### STATED TASK
Retype exactly the stretch of lines that begins at the line containing "Where can the overcast" and ends at the last line of the data, with no other lines.

### WORKING DATA

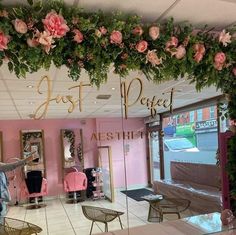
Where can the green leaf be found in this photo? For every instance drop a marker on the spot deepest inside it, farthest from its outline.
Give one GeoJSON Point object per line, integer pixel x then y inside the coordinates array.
{"type": "Point", "coordinates": [10, 66]}
{"type": "Point", "coordinates": [30, 2]}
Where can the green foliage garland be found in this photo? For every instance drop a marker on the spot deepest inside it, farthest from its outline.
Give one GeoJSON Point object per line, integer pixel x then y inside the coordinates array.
{"type": "Point", "coordinates": [70, 135]}
{"type": "Point", "coordinates": [36, 35]}
{"type": "Point", "coordinates": [38, 46]}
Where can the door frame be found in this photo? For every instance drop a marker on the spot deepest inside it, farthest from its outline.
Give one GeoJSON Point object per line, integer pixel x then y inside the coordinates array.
{"type": "Point", "coordinates": [149, 161]}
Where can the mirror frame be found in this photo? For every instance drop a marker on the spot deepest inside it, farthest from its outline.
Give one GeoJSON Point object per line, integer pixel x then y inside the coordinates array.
{"type": "Point", "coordinates": [39, 144]}
{"type": "Point", "coordinates": [77, 150]}
{"type": "Point", "coordinates": [109, 154]}
{"type": "Point", "coordinates": [1, 147]}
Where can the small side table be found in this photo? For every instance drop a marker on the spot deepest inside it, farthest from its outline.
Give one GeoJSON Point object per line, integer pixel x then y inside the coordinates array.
{"type": "Point", "coordinates": [153, 215]}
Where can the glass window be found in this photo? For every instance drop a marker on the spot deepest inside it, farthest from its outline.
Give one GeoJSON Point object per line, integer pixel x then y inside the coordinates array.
{"type": "Point", "coordinates": [190, 140]}
{"type": "Point", "coordinates": [191, 116]}
{"type": "Point", "coordinates": [199, 115]}
{"type": "Point", "coordinates": [212, 112]}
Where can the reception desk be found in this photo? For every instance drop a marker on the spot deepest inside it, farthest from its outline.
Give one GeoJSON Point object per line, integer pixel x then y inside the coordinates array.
{"type": "Point", "coordinates": [194, 225]}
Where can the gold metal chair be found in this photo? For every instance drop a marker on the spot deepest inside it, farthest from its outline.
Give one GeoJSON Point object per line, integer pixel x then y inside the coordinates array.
{"type": "Point", "coordinates": [13, 226]}
{"type": "Point", "coordinates": [103, 215]}
{"type": "Point", "coordinates": [169, 206]}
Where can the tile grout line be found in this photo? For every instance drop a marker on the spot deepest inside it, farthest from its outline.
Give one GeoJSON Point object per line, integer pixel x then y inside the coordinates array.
{"type": "Point", "coordinates": [67, 215]}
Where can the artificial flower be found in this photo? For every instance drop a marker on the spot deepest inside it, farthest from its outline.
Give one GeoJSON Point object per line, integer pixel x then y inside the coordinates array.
{"type": "Point", "coordinates": [224, 38]}
{"type": "Point", "coordinates": [55, 25]}
{"type": "Point", "coordinates": [154, 32]}
{"type": "Point", "coordinates": [141, 46]}
{"type": "Point", "coordinates": [4, 39]}
{"type": "Point", "coordinates": [46, 40]}
{"type": "Point", "coordinates": [78, 36]}
{"type": "Point", "coordinates": [137, 30]}
{"type": "Point", "coordinates": [153, 58]}
{"type": "Point", "coordinates": [20, 26]}
{"type": "Point", "coordinates": [116, 37]}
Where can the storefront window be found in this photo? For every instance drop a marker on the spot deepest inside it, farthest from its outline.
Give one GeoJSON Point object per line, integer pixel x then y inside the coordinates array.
{"type": "Point", "coordinates": [189, 140]}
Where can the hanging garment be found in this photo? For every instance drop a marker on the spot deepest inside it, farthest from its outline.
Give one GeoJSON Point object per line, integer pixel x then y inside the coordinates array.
{"type": "Point", "coordinates": [34, 181]}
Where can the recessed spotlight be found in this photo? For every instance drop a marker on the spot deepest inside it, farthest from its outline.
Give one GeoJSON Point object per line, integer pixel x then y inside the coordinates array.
{"type": "Point", "coordinates": [31, 115]}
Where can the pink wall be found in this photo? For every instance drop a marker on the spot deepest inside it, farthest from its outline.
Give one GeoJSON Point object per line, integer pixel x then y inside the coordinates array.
{"type": "Point", "coordinates": [11, 145]}
{"type": "Point", "coordinates": [135, 159]}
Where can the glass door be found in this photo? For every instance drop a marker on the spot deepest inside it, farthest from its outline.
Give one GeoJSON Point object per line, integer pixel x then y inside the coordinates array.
{"type": "Point", "coordinates": [154, 155]}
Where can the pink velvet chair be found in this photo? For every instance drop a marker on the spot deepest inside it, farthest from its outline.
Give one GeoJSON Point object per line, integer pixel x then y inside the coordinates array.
{"type": "Point", "coordinates": [25, 194]}
{"type": "Point", "coordinates": [75, 181]}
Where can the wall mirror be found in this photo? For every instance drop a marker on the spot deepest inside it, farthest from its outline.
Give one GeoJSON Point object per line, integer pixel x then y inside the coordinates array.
{"type": "Point", "coordinates": [33, 141]}
{"type": "Point", "coordinates": [1, 147]}
{"type": "Point", "coordinates": [105, 163]}
{"type": "Point", "coordinates": [72, 148]}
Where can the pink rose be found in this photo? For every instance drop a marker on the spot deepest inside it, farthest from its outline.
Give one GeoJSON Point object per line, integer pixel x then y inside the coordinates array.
{"type": "Point", "coordinates": [4, 39]}
{"type": "Point", "coordinates": [154, 32]}
{"type": "Point", "coordinates": [234, 71]}
{"type": "Point", "coordinates": [186, 41]}
{"type": "Point", "coordinates": [220, 57]}
{"type": "Point", "coordinates": [78, 36]}
{"type": "Point", "coordinates": [98, 33]}
{"type": "Point", "coordinates": [55, 25]}
{"type": "Point", "coordinates": [75, 20]}
{"type": "Point", "coordinates": [46, 40]}
{"type": "Point", "coordinates": [137, 30]}
{"type": "Point", "coordinates": [20, 26]}
{"type": "Point", "coordinates": [4, 13]}
{"type": "Point", "coordinates": [224, 38]}
{"type": "Point", "coordinates": [199, 48]}
{"type": "Point", "coordinates": [116, 37]}
{"type": "Point", "coordinates": [173, 42]}
{"type": "Point", "coordinates": [198, 57]}
{"type": "Point", "coordinates": [103, 30]}
{"type": "Point", "coordinates": [152, 58]}
{"type": "Point", "coordinates": [218, 66]}
{"type": "Point", "coordinates": [199, 51]}
{"type": "Point", "coordinates": [226, 216]}
{"type": "Point", "coordinates": [141, 46]}
{"type": "Point", "coordinates": [124, 56]}
{"type": "Point", "coordinates": [180, 52]}
{"type": "Point", "coordinates": [32, 42]}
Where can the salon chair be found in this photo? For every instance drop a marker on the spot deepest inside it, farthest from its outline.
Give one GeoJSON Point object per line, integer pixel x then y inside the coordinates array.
{"type": "Point", "coordinates": [34, 186]}
{"type": "Point", "coordinates": [73, 182]}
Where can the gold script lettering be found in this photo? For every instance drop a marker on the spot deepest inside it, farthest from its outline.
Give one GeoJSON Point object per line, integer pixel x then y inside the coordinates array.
{"type": "Point", "coordinates": [125, 93]}
{"type": "Point", "coordinates": [43, 108]}
{"type": "Point", "coordinates": [151, 103]}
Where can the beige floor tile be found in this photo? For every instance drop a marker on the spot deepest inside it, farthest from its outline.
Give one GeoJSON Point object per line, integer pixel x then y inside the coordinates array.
{"type": "Point", "coordinates": [61, 218]}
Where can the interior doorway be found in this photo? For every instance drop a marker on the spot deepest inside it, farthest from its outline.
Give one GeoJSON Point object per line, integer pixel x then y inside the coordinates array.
{"type": "Point", "coordinates": [155, 154]}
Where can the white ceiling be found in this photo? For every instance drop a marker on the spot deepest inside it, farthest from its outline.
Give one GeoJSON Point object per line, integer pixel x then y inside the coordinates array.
{"type": "Point", "coordinates": [18, 102]}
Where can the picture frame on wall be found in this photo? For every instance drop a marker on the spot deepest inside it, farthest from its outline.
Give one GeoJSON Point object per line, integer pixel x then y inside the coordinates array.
{"type": "Point", "coordinates": [36, 148]}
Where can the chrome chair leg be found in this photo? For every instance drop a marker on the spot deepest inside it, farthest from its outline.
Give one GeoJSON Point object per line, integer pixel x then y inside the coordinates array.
{"type": "Point", "coordinates": [91, 229]}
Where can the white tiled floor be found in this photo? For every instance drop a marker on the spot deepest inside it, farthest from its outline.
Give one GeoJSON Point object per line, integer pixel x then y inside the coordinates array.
{"type": "Point", "coordinates": [60, 218]}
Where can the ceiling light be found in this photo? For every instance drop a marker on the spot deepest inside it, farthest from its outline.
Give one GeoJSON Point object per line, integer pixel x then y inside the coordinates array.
{"type": "Point", "coordinates": [31, 115]}
{"type": "Point", "coordinates": [103, 97]}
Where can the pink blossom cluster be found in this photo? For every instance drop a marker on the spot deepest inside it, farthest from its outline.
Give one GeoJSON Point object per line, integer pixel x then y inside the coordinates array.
{"type": "Point", "coordinates": [199, 50]}
{"type": "Point", "coordinates": [55, 27]}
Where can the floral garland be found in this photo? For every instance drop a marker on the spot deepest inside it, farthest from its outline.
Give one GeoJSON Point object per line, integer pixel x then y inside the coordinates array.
{"type": "Point", "coordinates": [70, 135]}
{"type": "Point", "coordinates": [34, 36]}
{"type": "Point", "coordinates": [28, 135]}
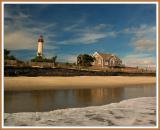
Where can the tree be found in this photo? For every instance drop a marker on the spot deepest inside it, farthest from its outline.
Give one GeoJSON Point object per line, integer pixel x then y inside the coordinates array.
{"type": "Point", "coordinates": [85, 60]}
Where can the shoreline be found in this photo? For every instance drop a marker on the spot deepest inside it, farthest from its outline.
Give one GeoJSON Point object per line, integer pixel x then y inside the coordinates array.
{"type": "Point", "coordinates": [76, 82]}
{"type": "Point", "coordinates": [131, 112]}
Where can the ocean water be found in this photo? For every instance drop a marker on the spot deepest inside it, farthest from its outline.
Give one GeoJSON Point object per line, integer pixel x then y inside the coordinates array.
{"type": "Point", "coordinates": [48, 100]}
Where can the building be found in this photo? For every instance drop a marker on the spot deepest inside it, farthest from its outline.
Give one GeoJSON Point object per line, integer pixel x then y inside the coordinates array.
{"type": "Point", "coordinates": [106, 60]}
{"type": "Point", "coordinates": [40, 46]}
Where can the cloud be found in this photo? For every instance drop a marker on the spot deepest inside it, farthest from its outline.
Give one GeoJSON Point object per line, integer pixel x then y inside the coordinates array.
{"type": "Point", "coordinates": [19, 40]}
{"type": "Point", "coordinates": [144, 38]}
{"type": "Point", "coordinates": [88, 34]}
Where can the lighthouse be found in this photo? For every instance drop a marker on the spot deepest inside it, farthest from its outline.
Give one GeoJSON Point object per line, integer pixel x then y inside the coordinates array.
{"type": "Point", "coordinates": [40, 46]}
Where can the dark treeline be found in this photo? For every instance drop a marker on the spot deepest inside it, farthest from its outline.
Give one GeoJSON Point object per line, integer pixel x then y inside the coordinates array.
{"type": "Point", "coordinates": [29, 71]}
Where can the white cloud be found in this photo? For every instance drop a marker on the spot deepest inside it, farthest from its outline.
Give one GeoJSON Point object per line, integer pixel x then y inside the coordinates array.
{"type": "Point", "coordinates": [20, 40]}
{"type": "Point", "coordinates": [144, 38]}
{"type": "Point", "coordinates": [88, 34]}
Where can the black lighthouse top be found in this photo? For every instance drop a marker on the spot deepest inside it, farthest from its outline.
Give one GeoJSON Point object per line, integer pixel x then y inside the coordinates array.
{"type": "Point", "coordinates": [40, 39]}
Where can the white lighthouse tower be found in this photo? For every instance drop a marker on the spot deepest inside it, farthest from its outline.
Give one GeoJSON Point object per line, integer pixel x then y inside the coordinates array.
{"type": "Point", "coordinates": [40, 46]}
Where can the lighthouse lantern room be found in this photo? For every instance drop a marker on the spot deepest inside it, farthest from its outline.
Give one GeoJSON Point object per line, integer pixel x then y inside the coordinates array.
{"type": "Point", "coordinates": [40, 46]}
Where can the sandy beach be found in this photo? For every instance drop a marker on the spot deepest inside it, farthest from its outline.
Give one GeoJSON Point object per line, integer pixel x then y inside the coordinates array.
{"type": "Point", "coordinates": [46, 83]}
{"type": "Point", "coordinates": [131, 112]}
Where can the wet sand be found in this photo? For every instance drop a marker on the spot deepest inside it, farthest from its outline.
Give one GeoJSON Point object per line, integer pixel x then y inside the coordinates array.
{"type": "Point", "coordinates": [77, 82]}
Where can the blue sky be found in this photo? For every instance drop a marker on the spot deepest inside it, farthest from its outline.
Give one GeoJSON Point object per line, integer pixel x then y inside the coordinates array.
{"type": "Point", "coordinates": [127, 30]}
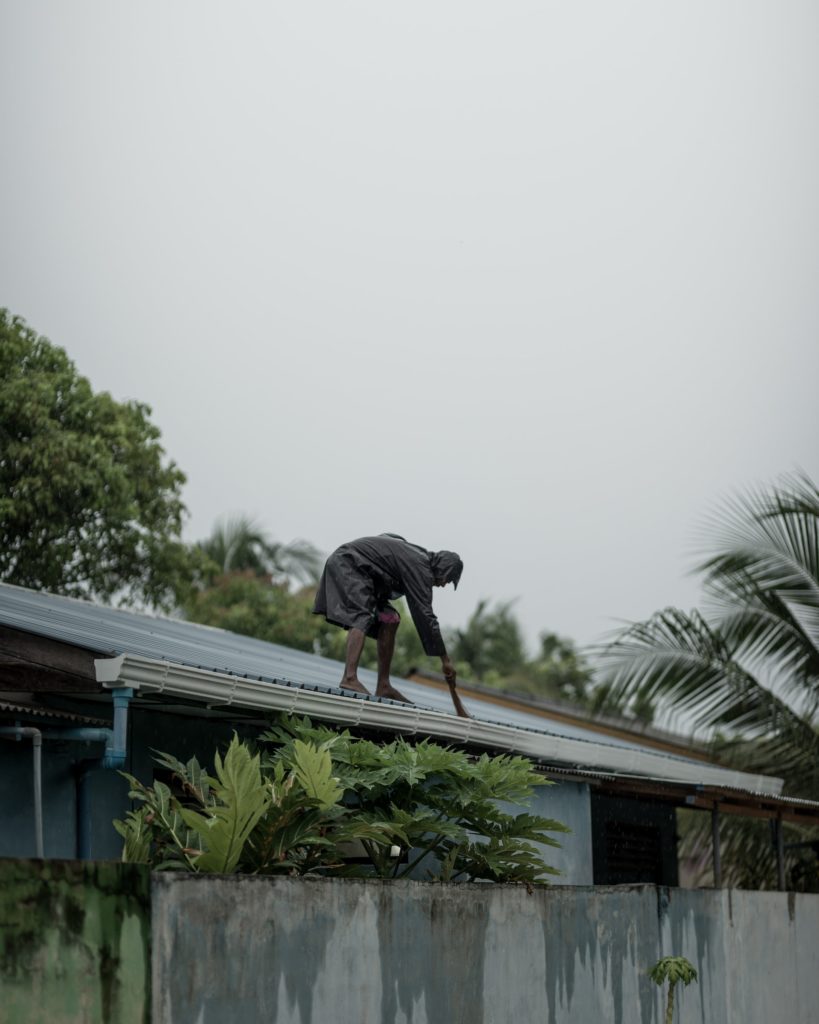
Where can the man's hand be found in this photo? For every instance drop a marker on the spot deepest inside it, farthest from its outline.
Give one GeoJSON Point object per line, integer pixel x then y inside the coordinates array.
{"type": "Point", "coordinates": [448, 670]}
{"type": "Point", "coordinates": [449, 676]}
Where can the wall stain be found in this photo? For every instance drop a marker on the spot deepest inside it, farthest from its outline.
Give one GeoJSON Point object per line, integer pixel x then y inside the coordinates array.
{"type": "Point", "coordinates": [433, 949]}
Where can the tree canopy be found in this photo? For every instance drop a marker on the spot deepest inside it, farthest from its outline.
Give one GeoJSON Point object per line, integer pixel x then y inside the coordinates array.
{"type": "Point", "coordinates": [89, 506]}
{"type": "Point", "coordinates": [239, 545]}
{"type": "Point", "coordinates": [745, 669]}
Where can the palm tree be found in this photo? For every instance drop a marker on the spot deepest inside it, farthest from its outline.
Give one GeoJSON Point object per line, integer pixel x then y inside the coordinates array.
{"type": "Point", "coordinates": [745, 671]}
{"type": "Point", "coordinates": [239, 545]}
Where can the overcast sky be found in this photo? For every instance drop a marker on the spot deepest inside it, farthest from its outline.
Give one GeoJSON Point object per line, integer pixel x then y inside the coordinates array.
{"type": "Point", "coordinates": [532, 281]}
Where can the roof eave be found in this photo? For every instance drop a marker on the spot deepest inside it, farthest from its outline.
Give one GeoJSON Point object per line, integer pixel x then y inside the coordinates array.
{"type": "Point", "coordinates": [223, 690]}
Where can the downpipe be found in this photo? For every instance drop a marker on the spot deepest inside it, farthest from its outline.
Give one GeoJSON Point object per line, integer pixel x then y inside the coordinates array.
{"type": "Point", "coordinates": [29, 732]}
{"type": "Point", "coordinates": [113, 759]}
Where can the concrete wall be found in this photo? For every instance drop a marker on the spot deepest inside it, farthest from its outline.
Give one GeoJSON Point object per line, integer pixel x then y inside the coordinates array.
{"type": "Point", "coordinates": [75, 940]}
{"type": "Point", "coordinates": [336, 951]}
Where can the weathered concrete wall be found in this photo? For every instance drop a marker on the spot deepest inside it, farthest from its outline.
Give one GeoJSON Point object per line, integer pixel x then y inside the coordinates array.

### CORRECT RESULT
Where can the overcast sky be found in this photo? For every instance drop a marker on the spot deepest inside it, farthest from its outline.
Give one GeoJSON Point object per line, integer pixel x then y inside the coordinates array.
{"type": "Point", "coordinates": [532, 281]}
Where can the roof eave be found in this photo? For every instance drop a marker on the spot deepest inside it, farthest from its outline.
Give one GeoJSON Point object per line, integer pixel x then y inside the coordinates array.
{"type": "Point", "coordinates": [223, 690]}
Where can the downpipe be found in this photo? For every instance drop a marker on the spot deepest inside it, farthest from its outline.
Give one GeoJSON Point object per line, integer pixel x then y inside the coordinates array.
{"type": "Point", "coordinates": [29, 732]}
{"type": "Point", "coordinates": [113, 759]}
Where can the concrete wall be found in this photo? For every instance drop a marker on the spot deepest inside it, farthest from its outline.
Give one GeoJSON Point object per line, integer pixel x then y inside the coordinates array.
{"type": "Point", "coordinates": [75, 940]}
{"type": "Point", "coordinates": [336, 951]}
Where can the weathered concrete wall be found in this photo? For every instance drop a marker on the spot deepest inside it, farthest from its outline.
Give one GeoJSON Point object per line, integer pixel x then y inside the coordinates array.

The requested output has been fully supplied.